課題の指示
下のリストをすべて書き直し、「metal fence」を「wire fence」に置き換えてください。それ以外は一切変えないでください。

提供資料
* * * * *
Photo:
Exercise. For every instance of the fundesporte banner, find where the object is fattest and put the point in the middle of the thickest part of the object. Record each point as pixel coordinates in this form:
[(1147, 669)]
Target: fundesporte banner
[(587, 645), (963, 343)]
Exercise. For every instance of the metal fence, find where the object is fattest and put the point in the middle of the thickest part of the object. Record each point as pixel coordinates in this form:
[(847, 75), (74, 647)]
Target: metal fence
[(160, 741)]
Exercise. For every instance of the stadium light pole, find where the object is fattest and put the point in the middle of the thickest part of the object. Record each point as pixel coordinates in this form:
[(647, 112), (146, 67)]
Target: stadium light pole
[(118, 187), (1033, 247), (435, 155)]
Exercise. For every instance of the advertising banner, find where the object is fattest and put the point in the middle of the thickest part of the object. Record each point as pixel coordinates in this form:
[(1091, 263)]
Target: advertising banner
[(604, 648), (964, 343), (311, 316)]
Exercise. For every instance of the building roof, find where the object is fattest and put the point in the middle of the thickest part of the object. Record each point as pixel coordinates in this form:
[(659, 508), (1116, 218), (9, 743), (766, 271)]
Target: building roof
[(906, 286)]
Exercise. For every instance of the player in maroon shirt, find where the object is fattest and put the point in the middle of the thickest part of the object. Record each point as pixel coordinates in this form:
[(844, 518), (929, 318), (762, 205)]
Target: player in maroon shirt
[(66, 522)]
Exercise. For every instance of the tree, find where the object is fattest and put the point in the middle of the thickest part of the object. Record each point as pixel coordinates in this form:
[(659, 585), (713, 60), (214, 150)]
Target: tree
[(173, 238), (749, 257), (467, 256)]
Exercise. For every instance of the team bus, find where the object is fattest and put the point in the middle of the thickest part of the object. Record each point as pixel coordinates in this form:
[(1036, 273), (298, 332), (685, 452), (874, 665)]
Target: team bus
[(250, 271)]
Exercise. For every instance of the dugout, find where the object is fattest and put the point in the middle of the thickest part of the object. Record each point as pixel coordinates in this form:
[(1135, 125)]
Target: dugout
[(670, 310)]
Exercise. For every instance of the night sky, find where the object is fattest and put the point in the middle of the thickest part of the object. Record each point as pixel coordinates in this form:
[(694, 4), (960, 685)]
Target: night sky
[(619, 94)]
* * * * *
完成した課題
Photo:
Exercise. For every instance of the fundesporte banner, find where the object is fattest and put the point in the middle of the thickest part of the object. Record each point as pixel coordinates in this form:
[(1147, 669)]
Target: fundesporte banner
[(587, 645), (963, 343)]
Exercise. For every instance of the wire fence, find where the object is fattest and put the point in the middle of the thickest part of the object. Record each point as pixel coordinates in this form:
[(847, 75), (74, 647)]
Target: wire fence
[(160, 741)]
Exercise. For every instance of the stadium light pole, find where the object is fattest and put the point in the middle of the thickest part of the object. Record each point as pixel coordinates in this form:
[(647, 112), (146, 67)]
Target: stadium light pole
[(118, 187), (1033, 247), (435, 155)]
Exercise. For every instance of the advertising banner, find where the object is fattest and put the point in the middle of the thickest part of the object. Record each point as pixel coordinates in this form:
[(1091, 263)]
Target: advertising banner
[(604, 648), (964, 343), (311, 316)]
Exercise. For every instance of the building roof, find where the object is fattest and put the point in the middle of the thickest part of the object. Record each point as pixel coordinates in this form:
[(659, 508), (1116, 218), (9, 743), (766, 271)]
Target: building roof
[(906, 286)]
Exercise. For every instance of the player in maroon shirt, find where the object is fattest and put the point in the middle of the thickest part of the object. Record each point as pixel coordinates in this form:
[(844, 518), (929, 318), (762, 205)]
Target: player in maroon shirt
[(66, 522)]
Exercise. For every instance of the tree, find where the object is fattest and put the point in the middle of the thickest part of the object. Record each point as pixel coordinates in this form:
[(659, 585), (713, 60), (214, 150)]
Target: tree
[(173, 238), (749, 257), (467, 256)]
Exercise. For every instance of the team bus, find where the object is fattest and put the point in the middle of the thickest part of the object. Record each point as pixel coordinates in this form:
[(1036, 273), (298, 332), (685, 452), (874, 665)]
Target: team bus
[(250, 271)]
Exercise. For every instance of the dugout, find where the object is fattest and put the point in the middle of the thickest part of the object. Record each point as pixel coordinates in this form:
[(1135, 125)]
Target: dugout
[(670, 310)]
Exercise. For every instance of the night sky, find where the object is fattest and put the point in the middle of the thickest part of the object. Record each point as pixel coordinates in this form:
[(694, 4), (960, 685)]
Target: night sky
[(619, 94)]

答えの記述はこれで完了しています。